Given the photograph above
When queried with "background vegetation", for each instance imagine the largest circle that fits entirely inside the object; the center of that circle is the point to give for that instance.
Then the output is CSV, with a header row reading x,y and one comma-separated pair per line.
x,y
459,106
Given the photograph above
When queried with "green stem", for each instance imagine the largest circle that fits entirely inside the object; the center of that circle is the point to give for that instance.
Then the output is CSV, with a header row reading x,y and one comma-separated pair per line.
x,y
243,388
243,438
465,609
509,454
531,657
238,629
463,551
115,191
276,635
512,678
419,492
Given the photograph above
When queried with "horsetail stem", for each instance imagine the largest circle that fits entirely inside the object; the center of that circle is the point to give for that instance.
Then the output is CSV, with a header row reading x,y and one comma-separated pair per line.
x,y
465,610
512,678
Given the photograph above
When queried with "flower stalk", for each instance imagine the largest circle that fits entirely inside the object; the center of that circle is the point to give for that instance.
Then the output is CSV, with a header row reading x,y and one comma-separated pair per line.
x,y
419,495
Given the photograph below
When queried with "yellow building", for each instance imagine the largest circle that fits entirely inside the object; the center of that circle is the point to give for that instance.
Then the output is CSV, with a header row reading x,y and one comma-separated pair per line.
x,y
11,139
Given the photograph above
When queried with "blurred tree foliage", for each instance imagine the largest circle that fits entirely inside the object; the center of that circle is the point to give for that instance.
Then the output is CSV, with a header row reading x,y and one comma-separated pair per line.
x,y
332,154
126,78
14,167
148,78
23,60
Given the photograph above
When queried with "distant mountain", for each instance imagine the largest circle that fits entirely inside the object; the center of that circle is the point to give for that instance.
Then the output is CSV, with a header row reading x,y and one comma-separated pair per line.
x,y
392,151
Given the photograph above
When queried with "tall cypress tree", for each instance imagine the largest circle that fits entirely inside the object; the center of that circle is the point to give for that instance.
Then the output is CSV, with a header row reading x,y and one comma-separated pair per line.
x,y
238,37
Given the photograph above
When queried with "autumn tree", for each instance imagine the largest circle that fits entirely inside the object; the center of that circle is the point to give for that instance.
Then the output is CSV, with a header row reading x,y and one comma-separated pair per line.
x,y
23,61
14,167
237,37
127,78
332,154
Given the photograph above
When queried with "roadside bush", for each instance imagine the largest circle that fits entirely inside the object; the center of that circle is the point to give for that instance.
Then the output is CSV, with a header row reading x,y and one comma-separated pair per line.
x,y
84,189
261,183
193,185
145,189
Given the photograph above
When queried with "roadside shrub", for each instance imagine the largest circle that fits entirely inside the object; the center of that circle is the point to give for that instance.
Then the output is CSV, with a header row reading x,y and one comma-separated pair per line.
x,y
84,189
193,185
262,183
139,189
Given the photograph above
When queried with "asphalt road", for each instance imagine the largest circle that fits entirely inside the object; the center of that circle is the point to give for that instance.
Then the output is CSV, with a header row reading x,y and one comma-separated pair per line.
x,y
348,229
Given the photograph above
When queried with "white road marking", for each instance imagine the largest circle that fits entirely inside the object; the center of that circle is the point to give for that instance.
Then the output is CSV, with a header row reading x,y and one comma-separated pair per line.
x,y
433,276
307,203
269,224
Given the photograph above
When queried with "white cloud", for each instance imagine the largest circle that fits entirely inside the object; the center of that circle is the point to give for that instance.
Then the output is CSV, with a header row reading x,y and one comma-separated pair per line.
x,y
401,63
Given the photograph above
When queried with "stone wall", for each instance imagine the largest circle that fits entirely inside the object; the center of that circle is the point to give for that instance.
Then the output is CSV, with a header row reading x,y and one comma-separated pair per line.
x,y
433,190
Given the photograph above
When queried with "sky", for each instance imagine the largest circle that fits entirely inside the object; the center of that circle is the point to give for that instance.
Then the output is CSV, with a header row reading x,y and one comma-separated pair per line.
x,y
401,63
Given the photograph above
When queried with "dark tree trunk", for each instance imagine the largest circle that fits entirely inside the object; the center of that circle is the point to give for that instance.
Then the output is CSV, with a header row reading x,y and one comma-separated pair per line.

==================================================

**Prompt**
Which lines in the entries above contain "white"? Pull each of them out.

**Task response**
When queried with "white road marking", for each instance imagine the largest circle that fits entirely inside the object; the center of that circle is the point to give for that instance.
When queried with "white cloud", for each instance imagine the largest circle that fits entirely inside the object; the center of that circle is the point to give for that instance.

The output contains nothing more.